What to work on> For the records below, output each line exactly as it appears, from the first through the line with "[[145, 236], [807, 132], [336, 56], [138, 141]]".

Working data>
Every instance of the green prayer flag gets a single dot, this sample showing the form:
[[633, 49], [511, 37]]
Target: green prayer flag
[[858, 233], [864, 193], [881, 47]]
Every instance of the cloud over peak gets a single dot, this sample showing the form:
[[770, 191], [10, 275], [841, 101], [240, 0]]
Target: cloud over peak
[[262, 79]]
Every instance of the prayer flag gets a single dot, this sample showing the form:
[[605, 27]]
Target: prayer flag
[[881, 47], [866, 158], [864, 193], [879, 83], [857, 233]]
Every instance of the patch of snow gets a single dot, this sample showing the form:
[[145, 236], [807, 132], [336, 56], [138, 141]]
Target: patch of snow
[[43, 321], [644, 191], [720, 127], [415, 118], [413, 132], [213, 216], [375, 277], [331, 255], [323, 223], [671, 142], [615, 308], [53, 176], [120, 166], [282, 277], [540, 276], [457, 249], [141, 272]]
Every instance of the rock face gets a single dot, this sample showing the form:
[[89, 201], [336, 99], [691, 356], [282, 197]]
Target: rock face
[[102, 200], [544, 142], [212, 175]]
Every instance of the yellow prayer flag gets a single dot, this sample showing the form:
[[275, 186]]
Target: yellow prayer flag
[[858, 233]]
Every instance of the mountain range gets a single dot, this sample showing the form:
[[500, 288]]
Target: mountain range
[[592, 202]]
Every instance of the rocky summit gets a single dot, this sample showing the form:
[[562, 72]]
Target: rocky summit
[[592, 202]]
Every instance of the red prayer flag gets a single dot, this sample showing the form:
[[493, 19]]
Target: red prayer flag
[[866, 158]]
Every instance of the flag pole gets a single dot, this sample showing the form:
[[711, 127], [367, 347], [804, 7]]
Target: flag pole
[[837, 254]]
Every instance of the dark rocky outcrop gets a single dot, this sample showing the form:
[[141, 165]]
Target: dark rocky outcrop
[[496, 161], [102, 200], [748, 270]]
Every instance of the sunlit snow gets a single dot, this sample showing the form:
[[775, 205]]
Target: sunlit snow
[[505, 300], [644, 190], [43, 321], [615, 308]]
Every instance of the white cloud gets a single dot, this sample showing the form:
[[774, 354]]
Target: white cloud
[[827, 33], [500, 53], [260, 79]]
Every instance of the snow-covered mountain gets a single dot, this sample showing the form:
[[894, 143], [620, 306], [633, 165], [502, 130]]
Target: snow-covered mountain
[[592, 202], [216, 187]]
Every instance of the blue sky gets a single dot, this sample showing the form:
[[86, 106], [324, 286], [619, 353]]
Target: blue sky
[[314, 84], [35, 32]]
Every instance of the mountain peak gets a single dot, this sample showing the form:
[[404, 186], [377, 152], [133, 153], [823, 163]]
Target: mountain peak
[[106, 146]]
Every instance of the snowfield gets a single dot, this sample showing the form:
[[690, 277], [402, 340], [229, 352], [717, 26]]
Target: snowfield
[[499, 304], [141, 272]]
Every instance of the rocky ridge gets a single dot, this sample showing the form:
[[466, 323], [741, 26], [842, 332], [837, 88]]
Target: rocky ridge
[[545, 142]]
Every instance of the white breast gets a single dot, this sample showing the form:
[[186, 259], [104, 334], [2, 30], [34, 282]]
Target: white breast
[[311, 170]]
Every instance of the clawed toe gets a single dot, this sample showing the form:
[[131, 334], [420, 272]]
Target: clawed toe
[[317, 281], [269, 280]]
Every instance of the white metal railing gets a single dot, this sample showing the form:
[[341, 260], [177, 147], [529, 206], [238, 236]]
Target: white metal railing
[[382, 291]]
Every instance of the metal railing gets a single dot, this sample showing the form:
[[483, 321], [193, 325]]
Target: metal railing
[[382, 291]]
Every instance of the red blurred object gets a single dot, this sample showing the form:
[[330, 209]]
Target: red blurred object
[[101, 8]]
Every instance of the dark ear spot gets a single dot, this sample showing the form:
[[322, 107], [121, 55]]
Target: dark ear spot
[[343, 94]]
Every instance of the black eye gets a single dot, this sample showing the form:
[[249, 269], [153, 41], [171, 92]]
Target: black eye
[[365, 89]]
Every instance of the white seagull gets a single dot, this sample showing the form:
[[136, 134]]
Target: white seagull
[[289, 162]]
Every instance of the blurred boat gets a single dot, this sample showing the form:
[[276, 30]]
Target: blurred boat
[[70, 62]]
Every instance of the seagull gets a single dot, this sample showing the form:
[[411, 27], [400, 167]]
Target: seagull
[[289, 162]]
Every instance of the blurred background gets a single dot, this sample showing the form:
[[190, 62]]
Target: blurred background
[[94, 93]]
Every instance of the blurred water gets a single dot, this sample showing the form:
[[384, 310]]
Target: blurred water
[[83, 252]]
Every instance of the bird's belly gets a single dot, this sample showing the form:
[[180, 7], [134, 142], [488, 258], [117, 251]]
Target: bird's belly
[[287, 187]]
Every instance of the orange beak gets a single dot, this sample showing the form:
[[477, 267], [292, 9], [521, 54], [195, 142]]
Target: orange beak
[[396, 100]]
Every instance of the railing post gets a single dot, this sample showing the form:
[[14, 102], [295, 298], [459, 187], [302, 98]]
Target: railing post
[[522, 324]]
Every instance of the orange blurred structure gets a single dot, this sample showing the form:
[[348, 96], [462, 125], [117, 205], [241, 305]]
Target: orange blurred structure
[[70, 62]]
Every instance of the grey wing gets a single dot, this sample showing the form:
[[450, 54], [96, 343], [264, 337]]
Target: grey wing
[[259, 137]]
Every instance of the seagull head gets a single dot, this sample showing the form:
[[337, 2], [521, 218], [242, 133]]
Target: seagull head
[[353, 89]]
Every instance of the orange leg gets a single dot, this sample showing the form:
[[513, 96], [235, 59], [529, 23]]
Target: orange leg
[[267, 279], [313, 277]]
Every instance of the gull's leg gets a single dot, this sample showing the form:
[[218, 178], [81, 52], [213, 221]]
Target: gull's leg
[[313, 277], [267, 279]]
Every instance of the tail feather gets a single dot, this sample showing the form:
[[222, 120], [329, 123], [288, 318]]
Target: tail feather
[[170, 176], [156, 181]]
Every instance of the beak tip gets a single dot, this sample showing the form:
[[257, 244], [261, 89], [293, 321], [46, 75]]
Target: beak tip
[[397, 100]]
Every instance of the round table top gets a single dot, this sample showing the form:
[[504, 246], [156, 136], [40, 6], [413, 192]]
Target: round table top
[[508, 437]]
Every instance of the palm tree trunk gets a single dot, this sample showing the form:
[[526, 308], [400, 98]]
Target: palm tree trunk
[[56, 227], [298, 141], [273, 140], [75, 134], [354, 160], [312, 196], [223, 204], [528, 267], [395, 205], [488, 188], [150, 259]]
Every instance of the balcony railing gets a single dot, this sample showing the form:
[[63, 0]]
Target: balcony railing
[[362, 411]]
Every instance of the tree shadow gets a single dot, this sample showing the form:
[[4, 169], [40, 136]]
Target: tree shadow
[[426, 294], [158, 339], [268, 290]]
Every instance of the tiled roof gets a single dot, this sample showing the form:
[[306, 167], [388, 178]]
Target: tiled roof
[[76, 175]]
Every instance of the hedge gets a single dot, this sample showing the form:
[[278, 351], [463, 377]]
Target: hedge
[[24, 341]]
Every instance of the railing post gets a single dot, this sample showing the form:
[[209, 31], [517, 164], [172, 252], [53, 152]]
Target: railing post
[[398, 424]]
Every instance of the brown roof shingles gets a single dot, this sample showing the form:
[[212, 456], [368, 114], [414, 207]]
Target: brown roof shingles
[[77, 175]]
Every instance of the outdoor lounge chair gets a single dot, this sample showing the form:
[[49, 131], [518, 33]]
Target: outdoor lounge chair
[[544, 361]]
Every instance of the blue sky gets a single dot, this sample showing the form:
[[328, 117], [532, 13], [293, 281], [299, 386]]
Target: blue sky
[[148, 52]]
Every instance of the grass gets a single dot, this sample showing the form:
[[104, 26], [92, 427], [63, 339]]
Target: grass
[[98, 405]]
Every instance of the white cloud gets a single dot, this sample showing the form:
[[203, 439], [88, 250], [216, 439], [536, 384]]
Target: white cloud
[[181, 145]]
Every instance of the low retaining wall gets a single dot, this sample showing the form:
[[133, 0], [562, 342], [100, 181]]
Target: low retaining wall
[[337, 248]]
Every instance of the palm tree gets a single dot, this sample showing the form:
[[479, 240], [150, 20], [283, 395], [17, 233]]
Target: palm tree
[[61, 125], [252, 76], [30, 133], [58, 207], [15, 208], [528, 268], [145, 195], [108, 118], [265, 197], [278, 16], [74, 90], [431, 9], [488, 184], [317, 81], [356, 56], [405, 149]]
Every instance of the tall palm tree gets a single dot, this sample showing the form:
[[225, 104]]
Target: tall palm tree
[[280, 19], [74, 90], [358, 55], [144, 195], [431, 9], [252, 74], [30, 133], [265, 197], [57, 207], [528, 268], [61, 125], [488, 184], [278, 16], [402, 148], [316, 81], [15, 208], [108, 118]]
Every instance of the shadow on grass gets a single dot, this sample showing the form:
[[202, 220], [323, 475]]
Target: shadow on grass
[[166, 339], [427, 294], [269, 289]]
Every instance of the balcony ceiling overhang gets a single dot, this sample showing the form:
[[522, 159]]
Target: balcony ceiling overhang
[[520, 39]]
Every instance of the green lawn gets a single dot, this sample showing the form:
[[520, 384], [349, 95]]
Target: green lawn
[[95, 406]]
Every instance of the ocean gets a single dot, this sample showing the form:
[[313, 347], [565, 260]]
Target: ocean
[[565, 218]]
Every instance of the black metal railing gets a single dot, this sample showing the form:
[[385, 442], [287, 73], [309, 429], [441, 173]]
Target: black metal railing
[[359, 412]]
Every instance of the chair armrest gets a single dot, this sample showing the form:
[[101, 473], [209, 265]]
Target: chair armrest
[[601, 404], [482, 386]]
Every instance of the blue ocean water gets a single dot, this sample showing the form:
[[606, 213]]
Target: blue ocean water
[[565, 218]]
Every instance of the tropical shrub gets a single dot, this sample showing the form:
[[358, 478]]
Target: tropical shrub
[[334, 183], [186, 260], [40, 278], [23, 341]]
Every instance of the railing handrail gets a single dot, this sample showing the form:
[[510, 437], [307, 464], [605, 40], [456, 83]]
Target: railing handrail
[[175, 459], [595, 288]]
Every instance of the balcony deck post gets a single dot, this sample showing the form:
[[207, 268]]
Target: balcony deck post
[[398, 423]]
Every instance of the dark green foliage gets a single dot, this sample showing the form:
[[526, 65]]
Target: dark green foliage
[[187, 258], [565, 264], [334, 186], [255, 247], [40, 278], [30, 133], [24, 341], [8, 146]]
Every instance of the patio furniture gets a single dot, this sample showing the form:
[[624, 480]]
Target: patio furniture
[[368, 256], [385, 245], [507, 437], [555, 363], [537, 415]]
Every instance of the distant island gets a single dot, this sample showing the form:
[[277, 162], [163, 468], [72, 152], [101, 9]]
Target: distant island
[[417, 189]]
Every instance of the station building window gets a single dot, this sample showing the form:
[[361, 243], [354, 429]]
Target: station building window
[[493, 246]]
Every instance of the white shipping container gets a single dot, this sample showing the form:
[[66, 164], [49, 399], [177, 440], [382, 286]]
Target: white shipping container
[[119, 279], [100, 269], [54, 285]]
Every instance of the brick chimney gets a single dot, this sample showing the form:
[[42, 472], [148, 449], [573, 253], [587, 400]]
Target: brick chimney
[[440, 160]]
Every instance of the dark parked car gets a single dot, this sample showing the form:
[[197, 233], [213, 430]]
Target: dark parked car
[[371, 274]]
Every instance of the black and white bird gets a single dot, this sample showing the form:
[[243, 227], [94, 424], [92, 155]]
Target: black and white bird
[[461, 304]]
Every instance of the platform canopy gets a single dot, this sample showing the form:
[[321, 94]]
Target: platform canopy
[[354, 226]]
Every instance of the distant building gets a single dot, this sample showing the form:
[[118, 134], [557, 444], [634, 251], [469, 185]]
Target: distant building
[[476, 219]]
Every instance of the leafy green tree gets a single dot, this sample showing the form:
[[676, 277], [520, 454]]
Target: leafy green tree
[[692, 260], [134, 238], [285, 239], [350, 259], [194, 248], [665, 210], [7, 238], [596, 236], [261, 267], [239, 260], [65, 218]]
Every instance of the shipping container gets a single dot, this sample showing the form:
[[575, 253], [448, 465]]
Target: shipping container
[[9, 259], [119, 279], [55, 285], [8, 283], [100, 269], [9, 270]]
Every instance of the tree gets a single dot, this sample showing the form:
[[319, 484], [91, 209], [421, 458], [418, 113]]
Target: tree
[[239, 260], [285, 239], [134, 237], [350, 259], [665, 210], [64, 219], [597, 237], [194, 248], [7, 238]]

Answer space>
Every instance of the green prayer flag gets a single dot, this sample showing the form:
[[633, 49], [511, 37]]
Target: green prayer flag
[[858, 233], [864, 193], [881, 47]]
Every instance of the cloud over peak gets a single dot, this sample showing the form:
[[770, 191], [10, 275], [841, 101], [240, 0]]
Target: cloud over peak
[[262, 79]]
Every instance of the prayer flag gets a single dot, this sample showing the form:
[[605, 27]]
Target: prayer flag
[[881, 47], [866, 158], [864, 193], [879, 83], [857, 233]]
Every instance of the patch of snow gets a single dot, this sample showing the form:
[[145, 236], [807, 132], [336, 56], [138, 141]]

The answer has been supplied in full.